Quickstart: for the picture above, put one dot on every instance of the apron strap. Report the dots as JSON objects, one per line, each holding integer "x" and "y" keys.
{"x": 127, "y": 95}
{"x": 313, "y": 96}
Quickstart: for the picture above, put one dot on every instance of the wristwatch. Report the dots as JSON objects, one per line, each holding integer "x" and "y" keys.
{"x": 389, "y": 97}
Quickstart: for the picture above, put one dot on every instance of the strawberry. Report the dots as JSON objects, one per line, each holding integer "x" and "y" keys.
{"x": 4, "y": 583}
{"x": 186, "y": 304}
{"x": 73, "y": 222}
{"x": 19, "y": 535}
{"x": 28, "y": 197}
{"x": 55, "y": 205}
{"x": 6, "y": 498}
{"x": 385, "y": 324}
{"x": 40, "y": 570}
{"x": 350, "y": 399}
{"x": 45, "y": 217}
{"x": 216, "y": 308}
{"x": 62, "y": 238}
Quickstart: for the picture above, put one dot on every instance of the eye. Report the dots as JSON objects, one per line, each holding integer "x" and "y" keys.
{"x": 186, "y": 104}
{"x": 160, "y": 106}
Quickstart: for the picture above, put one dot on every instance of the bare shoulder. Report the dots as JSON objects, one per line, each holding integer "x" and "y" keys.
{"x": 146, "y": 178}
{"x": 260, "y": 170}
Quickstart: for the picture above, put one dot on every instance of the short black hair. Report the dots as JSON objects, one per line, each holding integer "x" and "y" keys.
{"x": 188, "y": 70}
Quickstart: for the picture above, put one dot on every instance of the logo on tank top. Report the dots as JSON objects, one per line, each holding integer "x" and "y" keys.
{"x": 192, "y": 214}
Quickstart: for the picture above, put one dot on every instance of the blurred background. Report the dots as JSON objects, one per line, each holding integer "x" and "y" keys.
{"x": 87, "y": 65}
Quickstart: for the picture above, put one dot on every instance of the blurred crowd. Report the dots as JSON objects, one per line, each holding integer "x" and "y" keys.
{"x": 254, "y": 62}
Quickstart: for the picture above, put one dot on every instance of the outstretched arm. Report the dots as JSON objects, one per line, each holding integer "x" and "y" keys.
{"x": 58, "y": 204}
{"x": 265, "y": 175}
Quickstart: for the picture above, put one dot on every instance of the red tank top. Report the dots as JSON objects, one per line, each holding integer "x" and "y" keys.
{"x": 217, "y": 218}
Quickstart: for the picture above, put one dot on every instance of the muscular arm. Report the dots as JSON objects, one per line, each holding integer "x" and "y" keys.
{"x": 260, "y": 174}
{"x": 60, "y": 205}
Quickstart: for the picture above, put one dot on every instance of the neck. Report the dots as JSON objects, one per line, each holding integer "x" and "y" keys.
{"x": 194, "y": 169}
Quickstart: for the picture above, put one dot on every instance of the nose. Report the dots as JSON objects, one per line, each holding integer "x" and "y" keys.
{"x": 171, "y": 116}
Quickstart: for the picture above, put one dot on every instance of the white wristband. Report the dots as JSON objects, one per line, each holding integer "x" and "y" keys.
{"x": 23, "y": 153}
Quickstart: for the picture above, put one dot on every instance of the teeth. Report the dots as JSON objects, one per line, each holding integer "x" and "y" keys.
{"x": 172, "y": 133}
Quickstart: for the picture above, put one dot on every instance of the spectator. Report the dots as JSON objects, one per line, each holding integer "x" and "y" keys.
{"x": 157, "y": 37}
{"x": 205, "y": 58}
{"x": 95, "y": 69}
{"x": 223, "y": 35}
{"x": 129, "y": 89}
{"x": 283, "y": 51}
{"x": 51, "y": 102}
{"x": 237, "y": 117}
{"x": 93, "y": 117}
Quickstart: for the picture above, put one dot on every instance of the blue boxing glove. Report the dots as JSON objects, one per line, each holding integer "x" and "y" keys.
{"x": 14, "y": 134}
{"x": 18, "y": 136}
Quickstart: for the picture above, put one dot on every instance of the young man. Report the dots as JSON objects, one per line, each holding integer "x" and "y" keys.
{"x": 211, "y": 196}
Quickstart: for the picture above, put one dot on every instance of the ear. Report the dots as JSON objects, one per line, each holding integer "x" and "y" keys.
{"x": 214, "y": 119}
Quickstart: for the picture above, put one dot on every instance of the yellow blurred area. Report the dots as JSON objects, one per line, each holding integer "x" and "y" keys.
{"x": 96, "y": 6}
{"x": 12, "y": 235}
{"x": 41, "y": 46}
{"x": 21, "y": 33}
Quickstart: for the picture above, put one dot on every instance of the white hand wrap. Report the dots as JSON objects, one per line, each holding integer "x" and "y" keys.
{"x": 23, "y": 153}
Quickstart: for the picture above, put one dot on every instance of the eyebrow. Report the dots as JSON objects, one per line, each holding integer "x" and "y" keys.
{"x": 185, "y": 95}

::::::::

→ Exercise description:
Every line above is to be duplicated exactly as shown.

→ Result:
Quickstart: for the picture above, put one dot on every instance of the apron strap. Report the dots as JSON objects, one per line, each holding integer "x" and "y" keys.
{"x": 127, "y": 95}
{"x": 313, "y": 96}
Quickstart: for the picture above, put one dot on every instance of the wristwatch. Report the dots as JSON objects, one per line, each holding integer "x" and "y" keys.
{"x": 389, "y": 97}
Quickstart: for the picture above, put one dot on every instance of the strawberry. Report the dots as JSON objects, one per line, each holding integer "x" and "y" keys.
{"x": 4, "y": 583}
{"x": 186, "y": 304}
{"x": 73, "y": 222}
{"x": 19, "y": 535}
{"x": 28, "y": 197}
{"x": 55, "y": 205}
{"x": 6, "y": 498}
{"x": 385, "y": 324}
{"x": 40, "y": 570}
{"x": 350, "y": 399}
{"x": 45, "y": 217}
{"x": 216, "y": 308}
{"x": 62, "y": 238}
Quickstart: for the picture above, put one dot on every instance of the eye. Report the dots as JSON objects, one per line, each holding integer "x" and "y" keys.
{"x": 186, "y": 104}
{"x": 160, "y": 106}
Quickstart: for the picture above, put one dot on every instance of the bare shoulder. Report the dots as JSON objects, one per line, each holding integer "x" and "y" keys.
{"x": 146, "y": 178}
{"x": 260, "y": 170}
Quickstart: for the picture above, put one dot on every instance of the short black hair. Report the dots as JSON objects, one per line, each holding integer "x" and "y" keys.
{"x": 188, "y": 70}
Quickstart: for the picture above, put one dot on every instance of the logo on tank top. Report the dots as JSON objects, one per line, each holding integer "x" and "y" keys.
{"x": 192, "y": 214}
Quickstart: for the picture above, put one dot on every instance of the blurred background. Report the dots as JSON objects, one per line, each holding integer "x" and "y" keys.
{"x": 87, "y": 65}
Quickstart: for the picture above, put one dot on every instance of the blurred crowd. Report the dots as JSON objects, one per line, each holding integer "x" and "y" keys.
{"x": 254, "y": 62}
Quickstart: for the picture above, put one dot on every instance of the outstretched arm. Report the dots as JSON objects, one per line, each holding integer "x" and "y" keys.
{"x": 58, "y": 204}
{"x": 265, "y": 175}
Quickstart: for the picture above, put one dot on every instance of the red tank top. Report the dots as JSON objects, one per line, each holding integer "x" and "y" keys.
{"x": 217, "y": 218}
Quickstart: for the picture above, put one dot on every instance of the muscular arm. Report the dots as JSON objects, one per line, each holding integer "x" and "y" keys.
{"x": 260, "y": 174}
{"x": 60, "y": 205}
Quickstart: for the picture above, put one dot on every instance of the neck. Report the dots as JSON objects, one per line, each holding integer "x" and "y" keys.
{"x": 194, "y": 169}
Quickstart: for the picture above, put one dot on every instance of the nose. Report the dots as JSON objects, one per line, each holding integer "x" and "y" keys.
{"x": 171, "y": 116}
Quickstart: for the picture above, put one dot on every instance of the white wristband. Report the dots as JSON objects, one per line, each holding integer "x" and "y" keys.
{"x": 23, "y": 153}
Quickstart: for the picture above, put one dot on every instance of the teeth. Report the dots as JSON objects, one per line, each holding integer "x" and "y" keys.
{"x": 172, "y": 133}
Quickstart: for the picture above, put one dot on every instance of the spectator. Report the dots as JSON objects, one per line, each holding integer "x" and "y" keys.
{"x": 157, "y": 37}
{"x": 205, "y": 58}
{"x": 95, "y": 69}
{"x": 223, "y": 35}
{"x": 129, "y": 89}
{"x": 283, "y": 51}
{"x": 51, "y": 102}
{"x": 237, "y": 117}
{"x": 93, "y": 117}
Quickstart: for the picture above, put one dot on every instance of the blue boxing glove. Report the dots as JSON objects, one per line, each holding integer "x" and "y" keys.
{"x": 14, "y": 134}
{"x": 18, "y": 136}
Quickstart: for the picture above, put one dot on every instance of the young man. Report the dots as JSON objects, one per line, each holding integer "x" and "y" keys.
{"x": 211, "y": 196}
Quickstart: for the picture above, put one dot on every instance of the ear. Report the dots as JSON objects, one per line, each holding integer "x" and "y" keys.
{"x": 214, "y": 119}
Quickstart: for the picture above, put one dot on every instance of the yellow blurred area. Report the dots as JSON objects, one per line, each holding integer "x" and "y" keys.
{"x": 96, "y": 6}
{"x": 12, "y": 235}
{"x": 41, "y": 46}
{"x": 21, "y": 33}
Quickstart: for the picture above, put one dot on every instance of the white hand wrap. Report the dots as JSON objects, one per line, each holding integer "x" and "y" keys.
{"x": 23, "y": 153}
Quickstart: for the picture above, put one dot on every instance of the eyebrow. Report the dots as JSON objects, one per line, each holding integer "x" and "y" keys.
{"x": 185, "y": 95}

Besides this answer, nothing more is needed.